Passage to read -
*** Block opens ***

Your guy probably just needs to space to figure this out for himself.
You need to decide if you want to give him that space or throw in the towel.
Thank you for your replies. I'm perfectly willing to give him space to examine his life, and I don't really have any other choice really, it's just hard waiting. I'd like to spend this time investing in myself, but I'm so hurt and depressed that I can't seem to motivate right now.
As far as what I want, if the choice was put to me that I could have a lifetime of love with him (without marriage and kids) and he would really commit, I would do it. The problem is that he isn't sure he can be with one person his whole life anymore, and so he's not really giving me that choice. There is nothing I can do but wait at this time, and it's driving me insane.
I agree with draconis, give yourself a time line. You can still give him space without allowing him to walk all over you. Make sure you let him know that you won't be a door mat for him if/or when he decides that he wants to be with you.
In the mean time try to figure out who you are? What do you want out of your life? What do you enjoy doing? Make this time a self discovery time for yourself. Try new things, and enjoy yourself.
There must be things that you have always wanted to do but never got around to.
I know this is a difficult time for you, but try to put one foot in front of the other and move forward. Baby steps are still steps.
When I was younger, late teens early twenties, and between boyfriends or after a traumatic event, I would escape through reading novels. I was absolutely devour them, sometimes for weeks, afterward I would move on. For me the break from reality for awhile was very rejuvenating.
Thank you. Deep down I know that's what I have to do. Patience is hard to find these days, and I'm stuck in a city where I have few true friends. I do plan to better myself once I feel up to it. But I think the hardest part is letting go of the feeling I had that we would never part. The dreams die hard.
I certainly can sympathize with your situation as mine is very similiar. My husband also seemed happy for the last 10 years. He is 35, and as one other reply stated....he need to re-evaluate his life. He never gave me any indication that he wasn't happy.
I also wanted him to go to counseling (I am), but he refused. Does not want to work on our relationship. I find it most difficult to accept that this person I loved for 15 years would "give up" so easily.

*** Block closes ***

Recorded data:
*** Block opens ***

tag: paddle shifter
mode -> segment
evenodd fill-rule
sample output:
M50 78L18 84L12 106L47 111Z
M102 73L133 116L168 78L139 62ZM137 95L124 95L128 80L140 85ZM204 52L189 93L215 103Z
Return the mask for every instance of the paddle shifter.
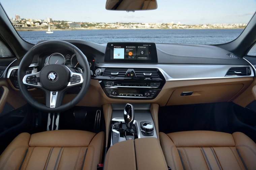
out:
M128 130L131 130L134 121L134 109L133 106L127 103L124 110L124 119Z

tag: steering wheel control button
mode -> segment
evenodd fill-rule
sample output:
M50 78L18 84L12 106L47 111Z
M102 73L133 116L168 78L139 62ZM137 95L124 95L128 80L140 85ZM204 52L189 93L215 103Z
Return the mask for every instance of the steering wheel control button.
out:
M49 78L49 80L52 81L55 81L57 79L57 77L58 76L57 76L57 74L54 72L51 73L49 74L49 75L48 76L48 78Z
M69 78L69 82L76 81L76 80L77 79L76 77L71 77L70 78Z

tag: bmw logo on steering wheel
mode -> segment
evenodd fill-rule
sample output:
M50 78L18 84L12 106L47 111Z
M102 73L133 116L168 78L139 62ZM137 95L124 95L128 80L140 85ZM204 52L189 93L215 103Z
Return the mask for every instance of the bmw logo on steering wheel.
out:
M49 80L51 81L55 81L57 79L57 74L54 72L52 72L49 74L48 78L49 78Z

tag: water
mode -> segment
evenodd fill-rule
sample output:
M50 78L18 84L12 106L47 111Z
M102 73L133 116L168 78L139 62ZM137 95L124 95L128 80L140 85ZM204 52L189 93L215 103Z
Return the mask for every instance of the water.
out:
M74 39L102 44L108 42L149 42L192 44L216 44L232 41L244 30L108 30L18 31L24 40L35 44L42 40Z

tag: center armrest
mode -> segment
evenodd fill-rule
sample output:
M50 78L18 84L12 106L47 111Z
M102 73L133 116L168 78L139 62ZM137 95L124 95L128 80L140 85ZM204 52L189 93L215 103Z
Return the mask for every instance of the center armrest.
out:
M110 161L111 160L111 161ZM163 151L155 137L136 139L113 145L107 151L104 169L168 169Z

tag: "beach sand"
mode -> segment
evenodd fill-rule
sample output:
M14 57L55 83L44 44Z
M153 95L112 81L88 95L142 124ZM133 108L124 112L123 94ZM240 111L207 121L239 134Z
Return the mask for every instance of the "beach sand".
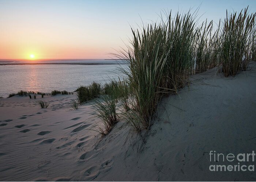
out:
M256 151L256 63L249 67L235 77L215 68L191 76L142 136L120 120L101 138L91 103L70 110L75 95L0 99L0 181L256 181L254 171L209 169L238 162L210 161L211 151Z

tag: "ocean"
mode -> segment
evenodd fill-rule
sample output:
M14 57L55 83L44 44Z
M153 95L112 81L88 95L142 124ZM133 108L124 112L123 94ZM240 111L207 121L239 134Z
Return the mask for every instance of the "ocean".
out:
M1 60L0 96L6 98L21 90L71 92L93 81L104 83L116 78L118 63L102 59Z

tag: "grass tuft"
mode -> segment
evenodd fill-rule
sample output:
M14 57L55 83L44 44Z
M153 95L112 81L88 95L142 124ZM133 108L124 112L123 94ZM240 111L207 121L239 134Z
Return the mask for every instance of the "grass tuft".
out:
M52 91L52 95L53 96L56 95L57 94L61 94L61 92L59 90L54 90Z
M38 102L42 108L47 108L49 106L49 104L46 102L38 100Z

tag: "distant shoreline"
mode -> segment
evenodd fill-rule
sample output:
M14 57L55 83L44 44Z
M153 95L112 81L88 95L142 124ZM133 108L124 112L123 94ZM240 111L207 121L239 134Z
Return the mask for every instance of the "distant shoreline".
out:
M39 65L39 64L68 64L68 65L112 65L112 64L125 64L125 63L120 63L119 64L115 63L0 63L0 66L5 65Z

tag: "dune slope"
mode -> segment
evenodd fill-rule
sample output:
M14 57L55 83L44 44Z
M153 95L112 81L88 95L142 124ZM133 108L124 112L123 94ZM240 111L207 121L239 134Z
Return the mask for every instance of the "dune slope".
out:
M70 110L74 95L1 99L0 181L255 181L254 171L209 169L238 162L210 161L211 151L256 151L255 63L234 78L215 69L192 76L162 99L143 136L120 121L101 139L90 130L90 103Z

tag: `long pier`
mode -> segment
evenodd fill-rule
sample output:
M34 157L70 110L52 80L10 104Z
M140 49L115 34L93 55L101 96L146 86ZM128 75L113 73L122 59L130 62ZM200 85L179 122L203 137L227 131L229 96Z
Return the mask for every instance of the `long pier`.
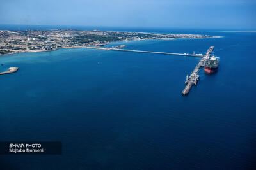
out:
M149 52L149 51L141 51L141 50L127 50L120 49L115 48L100 48L100 47L91 47L86 46L86 48L97 49L97 50L115 50L115 51L122 51L122 52L140 52L140 53L158 53L158 54L165 54L165 55L182 55L182 56L191 56L197 57L203 57L202 54L189 54L189 53L169 53L169 52Z
M187 75L186 80L185 81L185 84L186 84L186 86L185 87L185 89L182 90L182 95L185 96L189 92L189 90L193 85L196 85L197 81L199 80L198 73L200 71L200 68L201 67L204 66L205 61L207 60L210 57L211 54L212 53L214 46L210 46L210 48L207 50L205 55L203 55L202 54L195 54L195 52L194 54L189 54L189 53L170 53L170 52L157 52L127 50L127 49L120 49L120 48L100 48L100 47L92 47L92 46L84 46L84 48L97 49L97 50L115 50L115 51L122 51L122 52L141 52L141 53L158 53L158 54L165 54L165 55L175 55L201 57L202 59L196 65L194 70L191 72L190 76L189 76L188 74Z
M203 58L200 60L200 61L198 62L198 64L196 65L196 67L194 69L194 70L191 72L191 74L190 74L189 76L188 76L188 74L187 75L186 80L185 81L185 84L187 84L186 86L185 89L182 91L182 95L186 95L189 92L190 89L191 89L192 86L196 85L197 83L197 81L199 80L199 70L201 67L204 67L205 62L206 60L208 60L208 59L210 57L211 54L212 53L213 49L214 46L211 46L207 52L206 52L205 55L203 57Z

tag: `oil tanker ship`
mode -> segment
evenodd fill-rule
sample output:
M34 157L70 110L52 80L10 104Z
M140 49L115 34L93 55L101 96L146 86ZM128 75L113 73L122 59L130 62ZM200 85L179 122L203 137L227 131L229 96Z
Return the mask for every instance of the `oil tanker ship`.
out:
M217 71L219 65L219 58L213 55L209 57L204 65L204 71L207 73L211 73Z

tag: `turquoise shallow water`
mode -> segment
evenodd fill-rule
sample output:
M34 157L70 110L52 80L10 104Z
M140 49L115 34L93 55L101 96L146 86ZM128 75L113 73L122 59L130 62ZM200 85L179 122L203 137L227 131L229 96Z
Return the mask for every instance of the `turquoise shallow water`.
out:
M0 155L19 169L253 167L255 38L141 41L127 49L220 57L218 72L181 96L200 59L89 49L0 57L1 141L61 141L61 155ZM79 147L78 147L79 146ZM15 164L13 163L15 162Z

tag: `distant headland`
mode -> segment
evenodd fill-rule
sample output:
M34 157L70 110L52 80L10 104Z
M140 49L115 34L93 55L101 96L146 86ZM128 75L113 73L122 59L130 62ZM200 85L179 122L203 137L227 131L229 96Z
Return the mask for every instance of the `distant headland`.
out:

*** Block closes ***

What the task requires - Return the full relationship advice thread word for word, with nothing changed or left out.

Answer box -
Your guy probably just needs to space to figure this out for himself.
You need to decide if you want to give him that space or throw in the towel.
Thank you for your replies. I'm perfectly willing to give him space to examine his life, and I don't really have any other choice really, it's just hard waiting. I'd like to spend this time investing in myself, but I'm so hurt and depressed that I can't seem to motivate right now.
As far as what I want, if the choice was put to me that I could have a lifetime of love with him (without marriage and kids) and he would really commit, I would do it. The problem is that he isn't sure he can be with one person his whole life anymore, and so he's not really giving me that choice. There is nothing I can do but wait at this time, and it's driving me insane.
I agree with draconis, give yourself a time line. You can still give him space without allowing him to walk all over you. Make sure you let him know that you won't be a door mat for him if/or when he decides that he wants to be with you.
In the mean time try to figure out who you are? What do you want out of your life? What do you enjoy doing? Make this time a self discovery time for yourself. Try new things, and enjoy yourself.
There must be things that you have always wanted to do but never got around to.
I know this is a difficult time for you, but try to put one foot in front of the other and move forward. Baby steps are still steps.
When I was younger, late teens early twenties, and between boyfriends or after a traumatic event, I would escape through reading novels. I was absolutely devour them, sometimes for weeks, afterward I would move on. For me the break from reality for awhile was very rejuvenating.
Thank you. Deep down I know that's what I have to do. Patience is hard to find these days, and I'm stuck in a city where I have few true friends. I do plan to better myself once I feel up to it. But I think the hardest part is letting go of the feeling I had that we would never part. The dreams die hard.
I certainly can sympathize with your situation as mine is very similiar. My husband also seemed happy for the last 10 years. He is 35, and as one other reply stated....he need to re-evaluate his life. He never gave me any indication that he wasn't happy.
I also wanted him to go to counseling (I am), but he refused. Does not want to work on our relationship. I find it most difficult to accept that this person I loved for 15 years would "give up" so easily.